## Instructions to follow
Rewrite all of the records below with "innermost point" swapped for "central point" and everything else left unchanged, and leave the pictures out of your answer.

━━━━━━━━━━

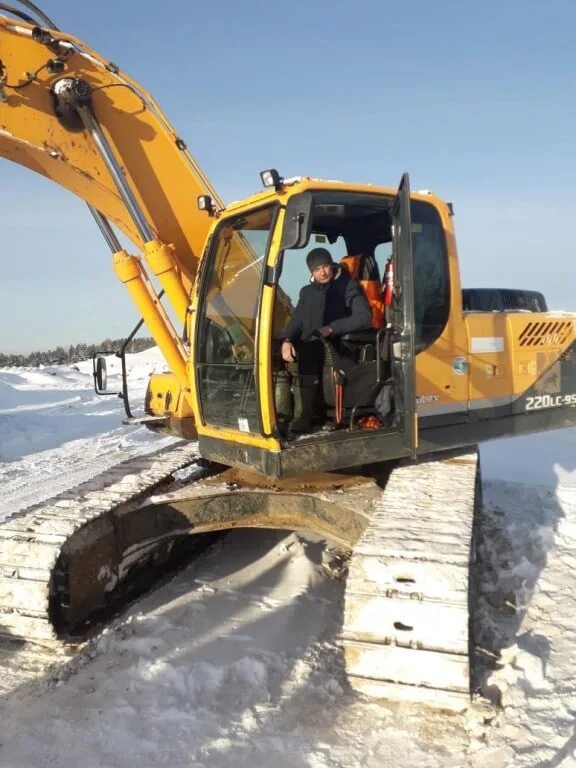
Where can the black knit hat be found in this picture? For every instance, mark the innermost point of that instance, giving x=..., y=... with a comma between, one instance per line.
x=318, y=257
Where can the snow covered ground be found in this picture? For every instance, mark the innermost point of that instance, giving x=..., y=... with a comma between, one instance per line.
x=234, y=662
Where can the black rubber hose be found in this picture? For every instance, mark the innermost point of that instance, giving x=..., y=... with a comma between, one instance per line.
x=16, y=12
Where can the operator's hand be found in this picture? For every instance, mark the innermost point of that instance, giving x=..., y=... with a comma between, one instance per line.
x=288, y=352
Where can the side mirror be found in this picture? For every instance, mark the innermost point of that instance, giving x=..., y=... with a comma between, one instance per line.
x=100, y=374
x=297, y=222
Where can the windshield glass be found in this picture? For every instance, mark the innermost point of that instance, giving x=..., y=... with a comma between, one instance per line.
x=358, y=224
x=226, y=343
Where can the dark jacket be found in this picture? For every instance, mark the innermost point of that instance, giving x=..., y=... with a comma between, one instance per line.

━━━━━━━━━━

## Exercise solution
Where can the black knit hat be found in this picture? For every instance, mark the central point of that instance, giving x=..., y=... with a comma between, one instance per line.
x=318, y=257
Where can the snow covered ground be found in this picture? For every instance, mark the central point of that instance, giving x=..., y=... with a comma between, one instance per line.
x=234, y=662
Where can the black rubber hose be found in this picture? For every instance, mark the central point of that instance, giving x=..., y=... with a comma between, one instance per line.
x=16, y=12
Where can the operator's hand be found in this picture? For every instance, mark the central point of that instance, giving x=..., y=... with a comma between, one instance per line.
x=288, y=352
Where can the side mirror be found in this picture? For every instance, mark the central point of that instance, giving x=..., y=... with a comma between, one instance per line.
x=100, y=374
x=297, y=222
Where can the windshield glass be found in this picture? For every instance, mark the central point of that instance, giving x=..., y=... with a comma between, one instance per line.
x=358, y=224
x=226, y=343
Where can the dark jacket be found in this picture? For every instance, mark the central point of that instance, giving x=..., y=... with a comma between, one instance per line.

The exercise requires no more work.